---- LISTED ENTRIES
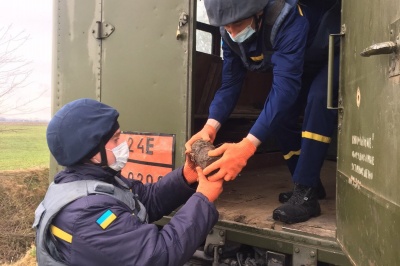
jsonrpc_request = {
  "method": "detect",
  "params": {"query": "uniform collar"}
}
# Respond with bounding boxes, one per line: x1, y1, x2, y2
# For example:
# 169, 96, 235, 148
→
54, 163, 117, 184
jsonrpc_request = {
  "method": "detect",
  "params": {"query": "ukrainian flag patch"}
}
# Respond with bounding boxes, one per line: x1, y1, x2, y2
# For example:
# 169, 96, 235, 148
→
96, 210, 117, 229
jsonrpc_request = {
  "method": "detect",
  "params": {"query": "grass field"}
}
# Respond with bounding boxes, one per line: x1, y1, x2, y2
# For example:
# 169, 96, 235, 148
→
0, 122, 49, 264
0, 122, 49, 171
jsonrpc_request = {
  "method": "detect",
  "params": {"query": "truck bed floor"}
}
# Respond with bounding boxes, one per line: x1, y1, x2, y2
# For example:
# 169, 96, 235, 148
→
215, 156, 336, 240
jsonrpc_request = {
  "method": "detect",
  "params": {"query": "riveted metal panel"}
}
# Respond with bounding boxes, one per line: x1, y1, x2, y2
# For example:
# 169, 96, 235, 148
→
52, 0, 101, 109
338, 0, 400, 264
51, 0, 102, 177
100, 0, 193, 165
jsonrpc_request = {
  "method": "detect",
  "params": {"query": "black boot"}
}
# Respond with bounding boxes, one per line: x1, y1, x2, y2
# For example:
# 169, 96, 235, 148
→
273, 184, 321, 224
278, 179, 326, 203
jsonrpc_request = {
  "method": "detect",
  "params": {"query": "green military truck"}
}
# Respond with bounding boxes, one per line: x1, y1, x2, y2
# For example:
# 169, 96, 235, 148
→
51, 0, 400, 265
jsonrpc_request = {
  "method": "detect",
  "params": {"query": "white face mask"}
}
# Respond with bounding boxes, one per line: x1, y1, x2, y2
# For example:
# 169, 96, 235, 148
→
227, 18, 256, 43
106, 141, 129, 171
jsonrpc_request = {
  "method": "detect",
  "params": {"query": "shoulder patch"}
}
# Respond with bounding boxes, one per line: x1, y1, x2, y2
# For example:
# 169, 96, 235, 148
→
96, 209, 117, 229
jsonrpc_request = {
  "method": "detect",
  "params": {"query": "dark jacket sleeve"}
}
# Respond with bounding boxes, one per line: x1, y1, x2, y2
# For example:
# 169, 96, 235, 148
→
249, 9, 309, 142
129, 166, 197, 223
208, 40, 247, 124
57, 192, 218, 266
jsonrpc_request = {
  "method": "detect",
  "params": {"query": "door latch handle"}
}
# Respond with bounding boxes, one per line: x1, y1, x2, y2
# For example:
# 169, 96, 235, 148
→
360, 20, 400, 78
360, 41, 399, 57
176, 12, 189, 40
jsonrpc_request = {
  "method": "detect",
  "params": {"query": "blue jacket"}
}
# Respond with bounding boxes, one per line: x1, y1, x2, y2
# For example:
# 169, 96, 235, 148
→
50, 164, 218, 266
208, 2, 339, 142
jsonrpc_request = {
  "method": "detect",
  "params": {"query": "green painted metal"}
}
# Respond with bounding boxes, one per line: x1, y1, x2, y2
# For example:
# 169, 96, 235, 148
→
338, 0, 400, 264
99, 0, 193, 167
52, 0, 101, 106
50, 0, 102, 178
51, 0, 193, 178
337, 173, 400, 265
156, 216, 351, 265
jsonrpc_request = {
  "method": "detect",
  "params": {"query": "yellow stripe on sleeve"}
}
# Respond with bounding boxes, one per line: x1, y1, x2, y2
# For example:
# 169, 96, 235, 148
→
297, 5, 304, 16
250, 54, 264, 61
51, 225, 72, 243
302, 131, 331, 143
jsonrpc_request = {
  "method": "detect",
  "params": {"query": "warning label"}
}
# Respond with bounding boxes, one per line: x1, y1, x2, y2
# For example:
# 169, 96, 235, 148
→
120, 132, 175, 184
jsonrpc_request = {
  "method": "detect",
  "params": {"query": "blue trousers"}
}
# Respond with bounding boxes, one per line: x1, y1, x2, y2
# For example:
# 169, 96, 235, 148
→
274, 55, 340, 187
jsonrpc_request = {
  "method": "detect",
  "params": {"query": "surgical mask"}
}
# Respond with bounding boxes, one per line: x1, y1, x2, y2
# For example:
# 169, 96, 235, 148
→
227, 18, 256, 43
106, 141, 129, 171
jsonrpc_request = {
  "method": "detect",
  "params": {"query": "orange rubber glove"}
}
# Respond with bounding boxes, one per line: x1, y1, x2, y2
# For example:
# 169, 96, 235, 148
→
185, 124, 217, 152
196, 167, 224, 202
204, 138, 256, 182
183, 154, 198, 184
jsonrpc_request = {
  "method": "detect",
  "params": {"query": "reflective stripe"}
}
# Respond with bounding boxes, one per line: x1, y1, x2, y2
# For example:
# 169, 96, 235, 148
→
51, 225, 72, 243
283, 149, 301, 160
250, 54, 264, 61
302, 131, 331, 143
297, 5, 303, 16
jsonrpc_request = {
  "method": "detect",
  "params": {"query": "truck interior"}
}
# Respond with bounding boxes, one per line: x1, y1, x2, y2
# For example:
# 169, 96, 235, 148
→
193, 4, 338, 241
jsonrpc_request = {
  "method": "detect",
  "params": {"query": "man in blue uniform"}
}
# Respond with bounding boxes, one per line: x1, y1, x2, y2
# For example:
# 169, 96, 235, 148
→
185, 0, 340, 224
33, 98, 224, 266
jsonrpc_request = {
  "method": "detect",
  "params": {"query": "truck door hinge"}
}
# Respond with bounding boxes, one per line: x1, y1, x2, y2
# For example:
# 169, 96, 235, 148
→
92, 21, 115, 39
204, 228, 226, 265
293, 245, 317, 266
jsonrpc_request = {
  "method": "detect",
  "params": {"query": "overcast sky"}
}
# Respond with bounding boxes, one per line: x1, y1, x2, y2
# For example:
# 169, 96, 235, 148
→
0, 1, 210, 121
0, 0, 52, 120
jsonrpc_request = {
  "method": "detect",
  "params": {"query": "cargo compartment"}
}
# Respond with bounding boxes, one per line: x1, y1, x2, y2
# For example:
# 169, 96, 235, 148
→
193, 50, 337, 240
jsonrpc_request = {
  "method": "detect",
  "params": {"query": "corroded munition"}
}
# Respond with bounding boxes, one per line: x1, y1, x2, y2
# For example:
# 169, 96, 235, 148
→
190, 139, 220, 169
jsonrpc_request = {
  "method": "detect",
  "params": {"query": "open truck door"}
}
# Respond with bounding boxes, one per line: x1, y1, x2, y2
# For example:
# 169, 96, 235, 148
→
51, 0, 193, 176
337, 0, 400, 264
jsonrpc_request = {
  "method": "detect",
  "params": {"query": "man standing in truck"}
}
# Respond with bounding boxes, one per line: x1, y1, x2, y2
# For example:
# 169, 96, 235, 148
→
185, 0, 340, 224
34, 98, 224, 266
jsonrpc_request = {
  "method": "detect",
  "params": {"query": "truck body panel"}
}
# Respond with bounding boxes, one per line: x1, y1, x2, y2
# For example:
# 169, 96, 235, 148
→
51, 0, 192, 177
337, 0, 400, 264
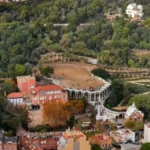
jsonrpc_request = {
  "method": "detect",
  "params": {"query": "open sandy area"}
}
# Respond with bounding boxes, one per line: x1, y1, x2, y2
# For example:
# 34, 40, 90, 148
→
52, 64, 104, 90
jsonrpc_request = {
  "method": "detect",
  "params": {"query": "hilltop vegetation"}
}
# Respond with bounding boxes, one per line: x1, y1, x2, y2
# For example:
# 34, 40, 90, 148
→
0, 0, 150, 77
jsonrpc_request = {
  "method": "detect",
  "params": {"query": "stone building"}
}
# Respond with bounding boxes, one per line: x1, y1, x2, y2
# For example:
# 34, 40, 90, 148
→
124, 103, 144, 124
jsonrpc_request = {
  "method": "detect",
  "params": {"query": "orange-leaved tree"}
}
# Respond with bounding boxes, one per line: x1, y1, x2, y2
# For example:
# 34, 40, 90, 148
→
64, 100, 84, 114
43, 100, 84, 127
43, 100, 70, 127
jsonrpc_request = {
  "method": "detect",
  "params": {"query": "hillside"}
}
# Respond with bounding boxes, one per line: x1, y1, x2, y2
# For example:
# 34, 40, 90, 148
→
--------
Each line of the data that holds "door" should be reported.

◆ ANSWER TO THIS EXERCISE:
  "params": {"query": "door latch handle"}
  "params": {"query": "truck door hinge"}
  "params": {"query": "open truck door"}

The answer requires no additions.